[INSTRUCTION] Reproduce word for word the lines of the material below, from the line containing "of the ceiling." through the end of the material, both included. Give those lines and nothing else.

[RAW RECORDS]
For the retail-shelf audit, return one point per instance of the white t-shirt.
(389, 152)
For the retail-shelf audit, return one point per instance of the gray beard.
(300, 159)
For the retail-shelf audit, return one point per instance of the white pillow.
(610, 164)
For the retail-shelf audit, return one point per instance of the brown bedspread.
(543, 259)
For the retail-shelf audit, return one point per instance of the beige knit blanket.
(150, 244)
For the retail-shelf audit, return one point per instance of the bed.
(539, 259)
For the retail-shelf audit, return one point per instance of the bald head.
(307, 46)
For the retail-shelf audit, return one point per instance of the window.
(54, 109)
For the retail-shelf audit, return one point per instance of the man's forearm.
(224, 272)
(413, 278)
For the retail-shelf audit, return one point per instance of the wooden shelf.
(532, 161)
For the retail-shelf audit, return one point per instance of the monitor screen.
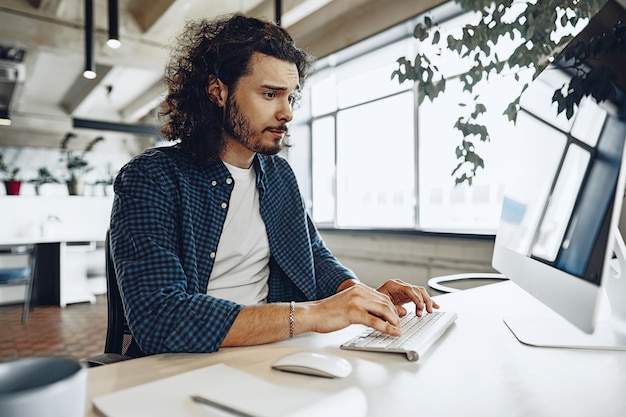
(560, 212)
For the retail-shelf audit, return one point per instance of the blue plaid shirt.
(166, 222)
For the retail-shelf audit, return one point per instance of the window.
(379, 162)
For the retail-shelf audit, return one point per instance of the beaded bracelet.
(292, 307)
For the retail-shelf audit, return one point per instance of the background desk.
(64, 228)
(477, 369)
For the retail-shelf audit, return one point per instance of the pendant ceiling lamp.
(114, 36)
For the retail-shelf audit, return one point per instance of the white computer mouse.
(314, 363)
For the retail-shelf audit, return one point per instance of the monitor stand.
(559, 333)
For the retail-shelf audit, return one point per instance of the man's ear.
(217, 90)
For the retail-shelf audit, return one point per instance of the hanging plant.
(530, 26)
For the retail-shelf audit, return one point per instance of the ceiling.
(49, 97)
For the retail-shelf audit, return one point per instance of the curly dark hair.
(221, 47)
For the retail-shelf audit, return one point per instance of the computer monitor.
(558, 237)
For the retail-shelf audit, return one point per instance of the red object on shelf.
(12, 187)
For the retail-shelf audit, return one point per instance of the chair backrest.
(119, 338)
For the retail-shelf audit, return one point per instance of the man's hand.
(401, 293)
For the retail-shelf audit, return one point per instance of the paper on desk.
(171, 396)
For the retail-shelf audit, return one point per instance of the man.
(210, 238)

[SOLUTION TO THIS PROBLEM]
For the retail-shelf audit, return one point per instance of the ceiling.
(49, 97)
For the retail-shelf audit, return one point per instance of the curly dark hair.
(221, 47)
For the retail-shelf audit, return one point per instance of the computer monitor.
(558, 237)
For the retail-shelf audit, return one point per instance of the red object on shelf.
(12, 187)
For the retail-shelf audit, return one point per instance of the chair backrest.
(119, 338)
For the retail-shelf audit, return one point per instance of the man's hand.
(401, 293)
For the retail-shelf audit, return one point per instance of the paper on desk.
(171, 396)
For the retail-shelf audit, return one point per instance of the man.
(210, 238)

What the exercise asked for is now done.